WORK INSTRUCTION: Pick up at the line with "Spot the shrub". Write it out exactly, along with each later line through the end of the data, and nothing more.

RECORDS TO USE:
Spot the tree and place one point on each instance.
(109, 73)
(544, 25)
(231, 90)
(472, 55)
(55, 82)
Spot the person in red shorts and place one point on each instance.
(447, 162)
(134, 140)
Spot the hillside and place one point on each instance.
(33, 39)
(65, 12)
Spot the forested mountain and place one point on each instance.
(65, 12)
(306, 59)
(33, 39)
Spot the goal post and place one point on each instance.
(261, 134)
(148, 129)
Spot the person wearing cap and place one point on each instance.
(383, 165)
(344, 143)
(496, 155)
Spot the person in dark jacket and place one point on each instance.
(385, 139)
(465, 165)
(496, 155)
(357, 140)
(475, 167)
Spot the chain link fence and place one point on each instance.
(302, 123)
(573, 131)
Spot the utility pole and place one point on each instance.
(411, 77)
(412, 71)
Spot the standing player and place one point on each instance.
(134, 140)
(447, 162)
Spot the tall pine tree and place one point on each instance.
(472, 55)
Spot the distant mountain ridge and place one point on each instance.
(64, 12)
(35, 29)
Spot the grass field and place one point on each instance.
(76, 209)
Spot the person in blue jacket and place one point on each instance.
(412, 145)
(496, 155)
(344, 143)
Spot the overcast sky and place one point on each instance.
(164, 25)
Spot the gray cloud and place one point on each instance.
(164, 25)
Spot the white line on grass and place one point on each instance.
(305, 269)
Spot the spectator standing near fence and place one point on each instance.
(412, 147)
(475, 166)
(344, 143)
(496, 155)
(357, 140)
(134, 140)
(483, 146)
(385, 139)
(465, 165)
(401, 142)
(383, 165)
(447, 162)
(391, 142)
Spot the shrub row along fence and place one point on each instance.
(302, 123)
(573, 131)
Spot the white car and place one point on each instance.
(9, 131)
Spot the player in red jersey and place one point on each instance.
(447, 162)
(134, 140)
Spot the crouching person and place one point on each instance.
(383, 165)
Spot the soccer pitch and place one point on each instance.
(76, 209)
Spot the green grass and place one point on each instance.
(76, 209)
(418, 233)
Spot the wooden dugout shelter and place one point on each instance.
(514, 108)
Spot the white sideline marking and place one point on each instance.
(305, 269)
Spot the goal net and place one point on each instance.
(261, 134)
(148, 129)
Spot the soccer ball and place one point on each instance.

RESULT OF THE EXERCISE:
Spot the shrub row along fence and place one point on each instance.
(302, 123)
(573, 131)
Spot the white car and place one point on each instance.
(9, 131)
Spot the player in red jersey and place one point on each instance.
(447, 162)
(134, 140)
Spot the crouching person and place one point on each instance.
(383, 165)
Spot the soccer pitch and place one point on each instance.
(76, 209)
Spot the green grass and place one point on each instance.
(76, 209)
(418, 233)
Spot the wooden dugout shelter and place one point on each instance.
(514, 108)
Spot the white sideline marking and place one point on each instance.
(305, 269)
Spot the goal net and place one point on each instance.
(261, 134)
(148, 129)
Spot the soccer ball and place one point on each instance.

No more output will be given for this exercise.